PASSAGE TO READ
Why? Because scandal sells. And most editors, like most American sports fans, don’t really care about or follow cycling. Sure the media ran big stories when Greg LeMond or Lance Armstrong or Floyd Landis won the Tour. But otherwise, you need a major scandal to get a cyclist’s name in the teaser on CNN, or in stories in the major metro papers.

So, yeah, the public’s perception of cycling is a little bit skewed. But it’s precisely because of the kind of coverage it receives. Imagine living in another country where baseball and football aren’t the major sports. If you heard about the BALCO scandal and other steroid scandals rocking those sports, and that’s all you heard, wouldn’t you think those sports had hit rock bottom?

The truth of the matter is that cycling hasn’t sunk any deeper than football or baseball or track. It’s just that the media’s coverage of cycling makes it seem that way.

Here’s the deal: There’s doping going on in all sports. And every athlete involved in doping brings his or her sport into disrepute. Cycling gets more press coverage for doping scandals than coverage of races and events compared to other sports. So it only seems like cycling has a bigger problem. The problem is there in every sport. Sports writers and editorial writers just need to open their eyes to see.

The world of professional cycling is at a crossroads right now. Depending on how the powers that be navigate the present situation, it may come out a much cleaner and healthier sport (in more ways than one) by the time this upheaval is over. Football, baseball and other sports will continue to be rocked by doping scandals for some time to come. The only difference is, their adoring fans will continue to ignore the seamy underbelly of these other drug-dependent sports.

Trislax May 31, 2007 at 12:13 pm

Hi Rant,

I always enjoy your pieces, and this one is no different. I almost responded with the same idea to Dugard a week ago when a similar topic came up, so here goes: Ultimately, we should not blame the athletes in this mess (athletics in general) because we shoulder the burden of entertainment. Each time we pay to watch sports, whatever the sport, be it live or via telecast, we are endorsing the drug culture and condoning it through our consumerism. We don’t want to see average, we want spectacular. Athletes know this, and due to sponsors, contracts, big money filtering throughout sports, they are willing to articificially enhanse their ability so ensure a livelyhood. Though it will never happen, the only way to stop the cycle (no pun intended) is to stop showing up, paying the ticket prices, buying the magazines, fanwear, etc, and do our own thing. The true proof of this is even in Nascar, where the CARS are getting juiced for an advantage. And like Paris, Lindsay Lohan, and Brittany, we all love to watch. Just my two cents…

Rant May 31, 2007 at 7:07 pm

Trislax,

You’re right, the fans shoulder some of the blame for the situation. And while the anti-doping agencies want to hold the athletes’ feet to the fire, they do nothing about the doctors, managers and team owners who also enable doping, or worse, provide the opportunity and the means to do so. If the fans revolt, and viewership/attendance tanks, sponsors would put the heat on the organizations and athletes to clean up their act. Everyone who follows sports has some share of the responsibility. And we can always vote with our feet and our remotes. I gave up watching baseball after the strike back in 1994, after getting disgusted by the behavior of both sides. Haven’t watched a game since, and have no desire to. Especially during the summer, when I’d much rather be out on my bike.

Position identification records

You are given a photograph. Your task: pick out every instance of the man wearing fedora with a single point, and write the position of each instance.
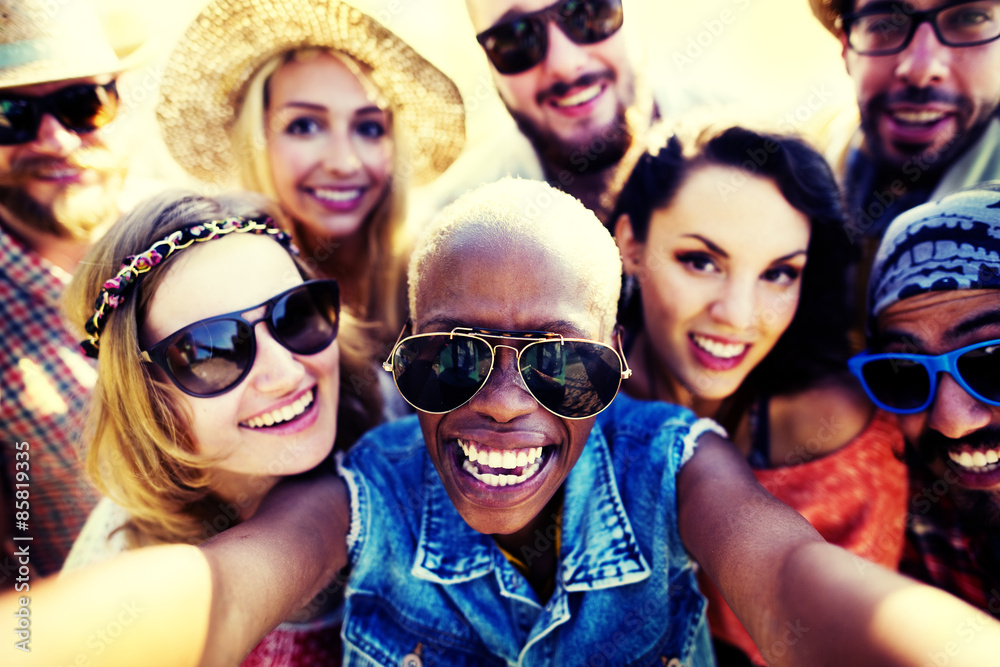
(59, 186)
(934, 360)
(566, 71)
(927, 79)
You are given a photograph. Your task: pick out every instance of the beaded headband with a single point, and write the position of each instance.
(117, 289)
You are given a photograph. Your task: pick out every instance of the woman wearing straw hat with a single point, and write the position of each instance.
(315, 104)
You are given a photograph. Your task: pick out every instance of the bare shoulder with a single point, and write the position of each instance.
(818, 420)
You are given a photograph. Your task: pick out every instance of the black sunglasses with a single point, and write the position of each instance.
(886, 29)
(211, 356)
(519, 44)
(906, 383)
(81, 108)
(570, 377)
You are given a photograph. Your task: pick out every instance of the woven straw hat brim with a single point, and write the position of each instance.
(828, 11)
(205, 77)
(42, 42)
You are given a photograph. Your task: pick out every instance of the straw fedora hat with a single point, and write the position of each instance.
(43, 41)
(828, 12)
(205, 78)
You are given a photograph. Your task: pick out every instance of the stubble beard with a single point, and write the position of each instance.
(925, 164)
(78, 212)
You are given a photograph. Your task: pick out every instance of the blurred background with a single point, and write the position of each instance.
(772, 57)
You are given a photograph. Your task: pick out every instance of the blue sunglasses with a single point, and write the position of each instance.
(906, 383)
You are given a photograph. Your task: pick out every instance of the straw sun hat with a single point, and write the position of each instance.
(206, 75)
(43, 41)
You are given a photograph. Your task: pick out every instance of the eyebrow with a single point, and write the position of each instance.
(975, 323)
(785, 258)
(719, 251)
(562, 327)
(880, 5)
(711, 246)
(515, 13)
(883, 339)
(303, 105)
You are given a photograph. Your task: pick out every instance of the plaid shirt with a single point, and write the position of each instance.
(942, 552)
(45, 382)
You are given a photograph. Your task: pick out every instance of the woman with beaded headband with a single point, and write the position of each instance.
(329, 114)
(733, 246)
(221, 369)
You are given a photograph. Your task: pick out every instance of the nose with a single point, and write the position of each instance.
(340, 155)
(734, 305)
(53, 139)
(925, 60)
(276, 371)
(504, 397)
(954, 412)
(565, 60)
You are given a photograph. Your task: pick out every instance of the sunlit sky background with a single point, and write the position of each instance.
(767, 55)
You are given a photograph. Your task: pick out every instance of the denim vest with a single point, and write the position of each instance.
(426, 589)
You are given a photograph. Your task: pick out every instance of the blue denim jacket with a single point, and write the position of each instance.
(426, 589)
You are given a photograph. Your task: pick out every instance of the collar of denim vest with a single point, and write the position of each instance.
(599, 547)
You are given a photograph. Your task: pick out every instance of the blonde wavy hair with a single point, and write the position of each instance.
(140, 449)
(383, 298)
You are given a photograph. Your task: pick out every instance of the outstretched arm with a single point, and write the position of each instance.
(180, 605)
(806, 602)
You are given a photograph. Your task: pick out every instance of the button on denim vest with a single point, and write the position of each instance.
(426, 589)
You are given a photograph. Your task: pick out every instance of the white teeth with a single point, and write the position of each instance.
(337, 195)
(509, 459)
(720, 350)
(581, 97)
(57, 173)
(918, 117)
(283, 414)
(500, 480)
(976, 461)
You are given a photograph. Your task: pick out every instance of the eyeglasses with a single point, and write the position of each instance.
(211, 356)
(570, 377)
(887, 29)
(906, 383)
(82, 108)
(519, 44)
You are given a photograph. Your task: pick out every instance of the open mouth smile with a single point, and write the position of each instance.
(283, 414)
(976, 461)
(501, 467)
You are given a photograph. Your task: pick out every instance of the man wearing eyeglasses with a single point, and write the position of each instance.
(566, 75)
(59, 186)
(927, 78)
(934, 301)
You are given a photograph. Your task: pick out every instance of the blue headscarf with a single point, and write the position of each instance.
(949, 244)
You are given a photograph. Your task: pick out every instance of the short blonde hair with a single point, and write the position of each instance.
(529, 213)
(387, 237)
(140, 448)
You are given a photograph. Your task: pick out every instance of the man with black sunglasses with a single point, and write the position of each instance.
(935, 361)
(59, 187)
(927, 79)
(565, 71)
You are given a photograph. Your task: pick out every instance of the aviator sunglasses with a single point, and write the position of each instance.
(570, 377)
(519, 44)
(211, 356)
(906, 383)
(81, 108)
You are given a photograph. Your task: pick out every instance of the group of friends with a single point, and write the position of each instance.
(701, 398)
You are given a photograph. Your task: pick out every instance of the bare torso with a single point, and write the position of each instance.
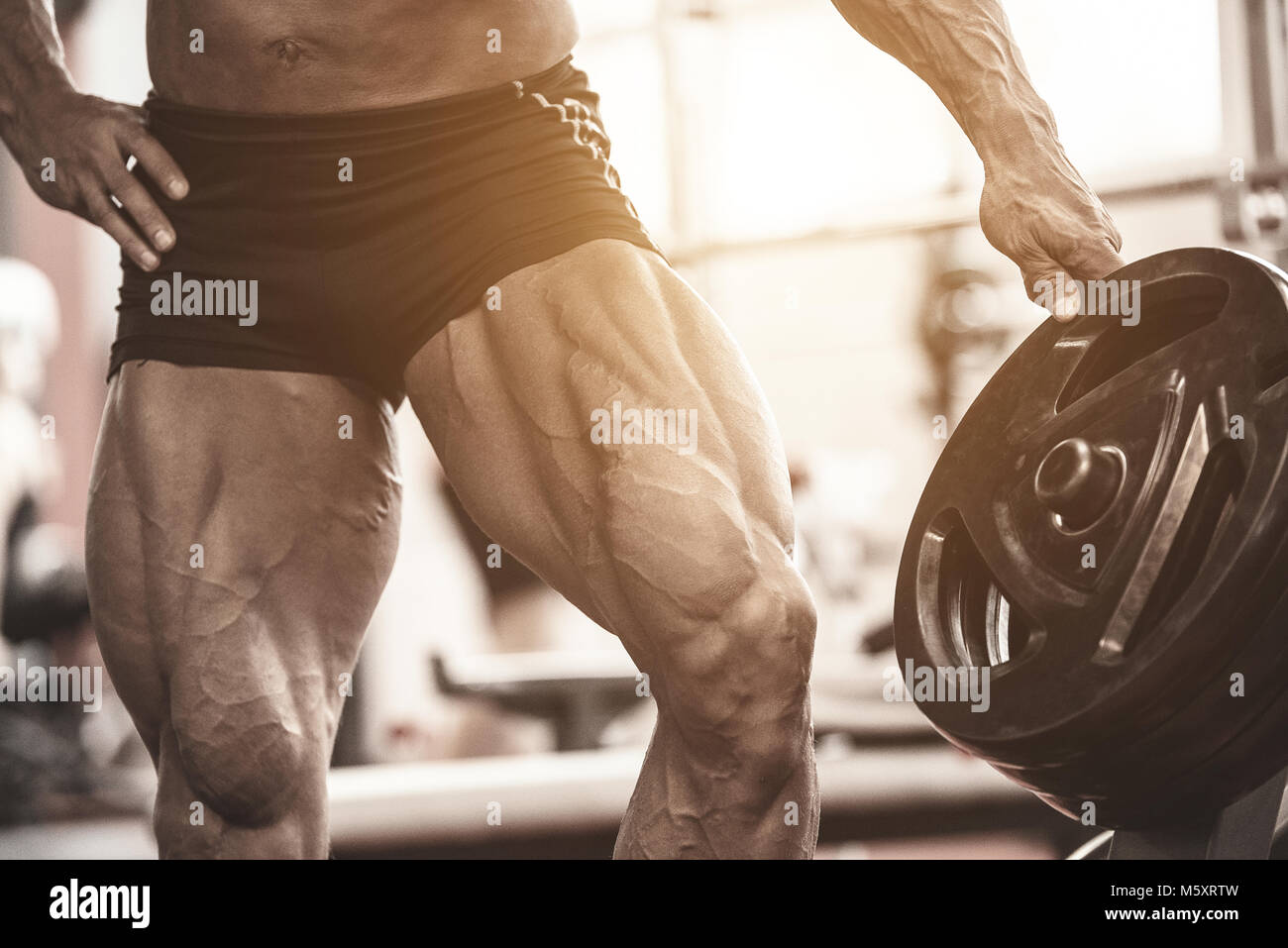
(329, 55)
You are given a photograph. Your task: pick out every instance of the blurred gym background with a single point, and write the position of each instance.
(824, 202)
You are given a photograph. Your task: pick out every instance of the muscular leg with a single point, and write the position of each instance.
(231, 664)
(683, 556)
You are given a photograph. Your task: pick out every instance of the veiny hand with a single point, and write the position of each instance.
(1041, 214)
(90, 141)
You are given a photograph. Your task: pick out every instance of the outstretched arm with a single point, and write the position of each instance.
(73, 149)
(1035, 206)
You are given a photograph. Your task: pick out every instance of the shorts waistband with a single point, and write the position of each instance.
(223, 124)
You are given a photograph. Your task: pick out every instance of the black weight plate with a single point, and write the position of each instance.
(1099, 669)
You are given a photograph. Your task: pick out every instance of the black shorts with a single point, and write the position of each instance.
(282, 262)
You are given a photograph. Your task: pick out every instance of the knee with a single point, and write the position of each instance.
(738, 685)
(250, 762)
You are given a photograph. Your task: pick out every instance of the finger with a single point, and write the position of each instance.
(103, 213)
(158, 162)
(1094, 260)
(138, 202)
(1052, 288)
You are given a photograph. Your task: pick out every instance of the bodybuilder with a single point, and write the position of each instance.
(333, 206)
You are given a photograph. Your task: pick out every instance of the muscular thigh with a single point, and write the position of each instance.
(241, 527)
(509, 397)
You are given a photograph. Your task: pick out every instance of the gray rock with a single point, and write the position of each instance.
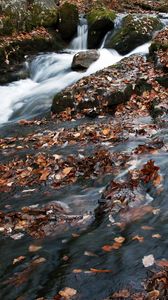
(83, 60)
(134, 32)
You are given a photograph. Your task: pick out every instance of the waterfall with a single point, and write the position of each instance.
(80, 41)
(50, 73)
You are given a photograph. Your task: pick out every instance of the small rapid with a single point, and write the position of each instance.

INSTRUCTION 1
Reproduce the part of the passage on doping coverage in cycling starting with "Rant May 31, 2007" and going on through "on my bike.", word for word.
INSTRUCTION 2
Please carry on the passage on doping coverage in cycling from its final sentence.
This data stands apart from the passage on doping coverage in cycling.

TASK OUTPUT 1
Rant May 31, 2007 at 7:07 pm

Trislax,

You’re right, the fans shoulder some of the blame for the situation. And while the anti-doping agencies want to hold the athletes’ feet to the fire, they do nothing about the doctors, managers and team owners who also enable doping, or worse, provide the opportunity and the means to do so. If the fans revolt, and viewership/attendance tanks, sponsors would put the heat on the organizations and athletes to clean up their act. Everyone who follows sports has some share of the responsibility. And we can always vote with our feet and our remotes. I gave up watching baseball after the strike back in 1994, after getting disgusted by the behavior of both sides. Haven’t watched a game since, and have no desire to. Especially during the summer, when I’d much rather be out on my bike.

TASK OUTPUT 2
– Rant

Steve Balow June 1, 2007 at 3:24 am

Hi Rant:
I agree with you, journalists treat cycling like crap. I think that’s why you get such faithful readership. While your reporting comes with an opinion, you also provide enough background to let readers make up their own mind. I hope you keep ranting about an ever-increasing range of subjects — from a selfish point of view it will make staying informed easier for me!
Anyway, here’s something else to consider about the Riis / Zabel confessions. I’m pretty sure that LNDD wasn’t around to catch Riis / Zabel, but a lot of their hardware and software sure was. I really wonder how much the state of the art has changed under the inspired leadership of Mr. Pound (do you know?) My guess is: not much.
Which brings me back to funding and leadership; the thing that’s so frustrating about the ADO’s is that they are so rich and so poorly led. Since inception, WADA has raised over $140M. Through 2005, WADA spent more on salaries and travel than they do on research (salaries = $12.3M / 23%, travel = $9.1M / 17%, research = $5M / 9%). Worse, much of the piddling $5M WADA says was spent on research was only “granted” and remains in WADA bank accounts waiting to be doled out to researchers who presumably will “play the game” if push comes to shove because they want the dough. And, the only reason I only know the numbers through 2005 is that WADA stopped reporting expenses for all subsequent years!
Pound and WADA act like they have the technology and the process necessary. Landis and Riis / Zabel show — albeit in different ways — that the fundamental scientific and procedural underpinnings of the ADO’s are both ineffective and unreliable. It doesn’t seem possible that any positive change will occur until the ADO leadership is shown for what they are: close-minded bullies bent on enforcing a corrupt system.
To come full circle, that’s why rant’s are so important: they educate and inspire. Now, all we need to do is figure out how to mobilize”¦
Anyway, I agree the San Francisco Chronicle has the story all wrong. Until the ADO’s become a reliable agent of change, it seems that cycling is actually a poster child for sport. The team managers and many of the cyclists have admitted the problem of PDE’s, know that they cannot depend on WADA labs (since labs like LNDD can’t catch guilty guys and seem to persecute innocent ones) and are making a grassroots effort to combat the issue. What more could the sport do?

Rant June 1, 2007 at 12:21 pm

Steve,

Thanks for the compliment, most appreciated. I’m sure I’ll be able to find plenty of things to rant about. And some might drift pretty far afield from what I’ve been doing the last 10 months or so.

I think it’s highly instructive that WADA has managed to get so much funding and spent so little on actual research. By the way, if your numbers are still current, that means one Dr. J. Thomas Brenna got a whopping 25% of the grants made by our erstwhile enforcers of all things good and true. More is he’s received other grants from them over the years.

No disrespect to Dr. Brenna, I’m sure he was quite deserving of the funding. But there needs to be a whole lot more research going on, and a lot more focused on improving the current tests. One thing the Landis case has done is expose the fuzzy logic behind some of the current tests and how they are implemented.

– Rant

big jonny June 4, 2007 at 10:57 pm

What are you going to do when Landis is found guilty?

Rant June 5, 2007 at 4:13 am

Big Jonny,

How closely did you follow the hearings? I’d say there’s about a 50-50 shot either way. So what are you going to do if he’s found not guilty?

– Rant

Charles Lupica June 6, 2007 at 12:13 pm

I think that if people take a look at the economics of drug development they will have to ask themselves if a few thousand professional cyclists are enough to support an entire industry?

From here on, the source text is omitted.